BRANO PROPOSTO ::
________________________________________

Maggio 2019. Sono passati vent’anni dall’uscita in sala di Matrix di Lana e Lilly Wachowski. E sembra ieri che, a lezione, con i nostri studenti, Matrix era il cinema contemporaneo: con le sue tensioni, la sua estetica, i suoi topoi. Poi, qualcosa è cambiato. Nella percezione degli studenti, Matrix è via via sfumato, o si è gradualmente affiancato ad altri titoli, perdendo in parte quella “esemplarità” che sembrava inalterabile. Ma nella percezione della mia generazione, la rilevanza strategica di Matrix non è mai venuta meno, e Matrix ha continuato a essere (anacronisticamente) un film attuale per la sua capacità di incorporare una transizione, vissuta in prima persona, non solo tra “paradigmi” diversi del sistema cinematografico (nei suoi aspetti industriali, culturali, sociali), ma anche, e forse soprattutto, tra “paradigmi” diversi nei film e media studies. Ed è questa la prospettiva che in queste brevi note mi interessa di più approfondire, a partire dal contesto italiano.

Sette anni dopo Matrix esce, in Italia, il volume Matrix: Uno studio di caso, curato da Guglielmo Pescatore. L’interesse nei confronti delle relazioni che si vanno configurando tra cinema ed ecosistema mediale è senz’altro prioritario nel volume. «Matrix», scrive Guglielmo Pescatore nell’introduzione, «al di là dell’aspetto estetico, è senza dubbio un film rilevante nella storia del cinema recente, che ci dice sicuramente qualcosa sull’andamento e sul funzionamento del cinema rispetto al sistema dei media» (Pescatore 2006, p. 2).

Eppure, per definire le interazioni e la collocazione di Matrix rispetto al più ampio ecosistema mediale si ricorre sostanzialmente a concetti già radicati negli studi sul cinema: paratestualità, intertestualità, intermedialità, seppure emerga a tratti un’inadeguatezza di tali nozioni rispetto a ciò che si sta osservando, o quanto meno la necessità di problematizzarle. Quello che soprattutto colpisce oggi, in questi tentativi di definire la particolarità di Matrix nel più ampio scenario dei media, è la pressoché totale assenza dei concetti di convergenza culturale e di transmedia storytelling proposti da Henry Jenkins (2007), che proprio in Matrix trovano un ambito di applicazione ed esemplificazione in qualche modo emblematico e che tanto successo avranno negli studi sul cinema negli anni immediatamente successivi, assurgendo a vero e proprio canone del cinema contemporaneo.

________________________________________

RIGHE DEL DATASET ::
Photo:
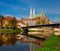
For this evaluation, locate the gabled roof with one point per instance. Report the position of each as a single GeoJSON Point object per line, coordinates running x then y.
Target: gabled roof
{"type": "Point", "coordinates": [8, 18]}
{"type": "Point", "coordinates": [39, 15]}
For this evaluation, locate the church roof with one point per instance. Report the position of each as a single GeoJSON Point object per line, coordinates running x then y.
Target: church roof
{"type": "Point", "coordinates": [39, 15]}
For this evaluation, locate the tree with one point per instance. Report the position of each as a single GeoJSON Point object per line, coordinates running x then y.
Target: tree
{"type": "Point", "coordinates": [1, 20]}
{"type": "Point", "coordinates": [14, 22]}
{"type": "Point", "coordinates": [50, 44]}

________________________________________

DA SVOLGERE ::
**A.** Secondo il brano su Matrix, chi ha curato il volume Matrix: Uno studio di caso?
**B.** Nel brano su Matrix, riscrivi la parte compresa tra "Eppure, per definire" e "del cinema contemporaneo.", estremi inclusi, cambiando "transmedia storytelling" in "narrazione transmediale".
**C.** Prosegui il brano su Matrix dopo la sua ultima frase.
Per lo svolgimento le righe del dataset non servono.

SOLUZIONI DEGLI ESERCIZI ::
**A.** Guglielmo Pescatore.

**B.**
Eppure, per definire le interazioni e la collocazione di Matrix rispetto al più ampio ecosistema mediale si ricorre sostanzialmente a concetti già radicati negli studi sul cinema: paratestualità, intertestualità, intermedialità, seppure emerga a tratti un’inadeguatezza di tali nozioni rispetto a ciò che si sta osservando, o quanto meno la necessità di problematizzarle. Quello che soprattutto colpisce oggi, in questi tentativi di definire la particolarità di Matrix nel più ampio scenario dei media, è la pressoché totale assenza dei concetti di convergenza culturale e di narrazione transmediale proposti da Henry Jenkins (2007), che proprio in Matrix trovano un ambito di applicazione ed esemplificazione in qualche modo emblematico e che tanto successo avranno negli studi sul cinema negli anni immediatamente successivi, assurgendo a vero e proprio canone del cinema contemporaneo.

**C.**
Dicevamo che il volume esce nel 2006: lo stesso anno, dunque, in cui Jenkins pubblica il suo Convergence Culture, tradotto in italiano l’anno successivo. Matrix: Uno studio di caso mostra dunque con grande chiarezza, se osservato retrospettivamente, l’aggregarsi di una serie di interessi di ricerca che avrebbero costituito un terreno fertilissimo per il diffondersi degli studi di Jenkins, allora ancora pressoché sconosciuti nella comunità italiana ma destinati a imporsi in maniera rapida e pervasiva.

Tuttavia, e qui sta l’elemento di maggiore interesse, la linea di indagine “pre-jenkinsiana” non è l’unica a essere evidenziata e valorizzata nell’introduzione a Matrix: Uno studio di caso. Una ulteriore e significativa motivazione dell’interesse nei confronti di Matrix è infatti individuata nella capacità del film di fare «riferimento a una serie di problemi filosofico-politici di interesse collettivo» (ivi, p. 1) che Pescatore, seguendo l’impostazione del volume curato da Massimiliano Lorenzo Capuccio due anni prima (Dentro la matrice. Filosofia, scienza e spiritualità in Matrix), organizza intorno a quattro fondamentali temi filosofici: lo statuto ontologico della realtà e la veridicità dell’esperienza e della percezione; la relazione tra mente e corpo; il ruolo della tecnica; la questione degli universi virtuali.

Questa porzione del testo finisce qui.